[Stored items from a collection]
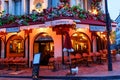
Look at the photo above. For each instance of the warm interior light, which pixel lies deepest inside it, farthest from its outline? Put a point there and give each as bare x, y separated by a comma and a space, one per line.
94, 11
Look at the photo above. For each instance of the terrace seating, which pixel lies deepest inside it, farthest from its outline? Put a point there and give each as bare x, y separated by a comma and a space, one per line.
17, 61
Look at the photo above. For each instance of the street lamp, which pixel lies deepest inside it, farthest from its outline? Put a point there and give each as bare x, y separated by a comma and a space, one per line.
108, 27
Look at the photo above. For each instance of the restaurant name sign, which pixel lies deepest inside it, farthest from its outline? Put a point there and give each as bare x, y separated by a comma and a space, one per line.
97, 28
59, 22
15, 29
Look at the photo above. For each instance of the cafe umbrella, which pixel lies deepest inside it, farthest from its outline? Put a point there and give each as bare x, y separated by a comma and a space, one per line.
68, 47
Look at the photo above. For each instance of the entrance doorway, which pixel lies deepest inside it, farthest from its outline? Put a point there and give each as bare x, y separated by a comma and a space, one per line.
44, 44
81, 42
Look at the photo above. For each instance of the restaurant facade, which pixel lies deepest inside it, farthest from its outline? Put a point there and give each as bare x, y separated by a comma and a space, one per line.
44, 32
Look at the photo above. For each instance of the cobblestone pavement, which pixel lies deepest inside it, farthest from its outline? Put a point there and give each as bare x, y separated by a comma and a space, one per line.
100, 70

◆ WHAT TO DO ◆
Images must not appear in the copy; reproduce everything else in the records verbatim.

◆ EXPECTED ANSWER ◆
Look at the photo above. For each instance of the warm interior light, which pixel lies deepest inside it, farthest from its outline? Put a point there and give each as bare x, y separated by a comma and a space, one per line.
94, 11
Look at the photo above. For each instance of the terrace seating, which pixel lies deepest inside it, farthest from its outline? Put a point there and give each as bare x, y separated by a comma and a space, one per line.
17, 61
Look at the photo above. For each instance of the street lamp, which pixel lies deepest inside it, farthest from its outline? Put a point there and give each as bare x, y separated by a comma and a space, one per line.
108, 27
Look at the photo above. For each instance of the restaurant name sign, which pixel lies deepest inside it, farthest from its outline? Put a point there and give each as bare x, y separated by a comma and a space, one per line.
97, 28
59, 22
15, 29
Look at the photo above. For each instance of the cafe umbrella, which pixel lies deepest inside it, farthest from its outline? Put a point there and give each as bare x, y separated by a comma and a space, one per line.
68, 47
Look at the photo above. For each instance of the entrance doorway, which pixel lies deepest inside it, farthest from its outline? Put a point there and give each as bare x, y separated by a comma and a space, one per line.
44, 44
81, 42
Look at the photo above. For each instance of the restaurant facade, which pixel lies deepest inside it, farthest from its outline? Put a point there and give each as bare x, y separated by a comma and a space, one per line.
44, 32
Look at the photo above. For each instance of the cobblestone pavement, which pixel lies deepest inside it, farthest from its outline? Put a point there and give each as bare x, y separated by a comma and a space, one per line.
100, 70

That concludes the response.